Directions for this task: Every record needs to be restated word for word.

Supplied material:

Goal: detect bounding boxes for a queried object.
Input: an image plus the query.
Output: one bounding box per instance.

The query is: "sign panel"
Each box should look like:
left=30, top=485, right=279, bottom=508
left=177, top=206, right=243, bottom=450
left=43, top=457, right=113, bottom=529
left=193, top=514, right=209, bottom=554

Written response:
Goal: detect bounding boxes for a queried object.
Input: an image plus the query.
Output: one bounding box per instance.

The query is: "sign panel"
Each box should look like:
left=30, top=485, right=279, bottom=508
left=177, top=206, right=243, bottom=450
left=43, top=457, right=113, bottom=529
left=193, top=514, right=209, bottom=554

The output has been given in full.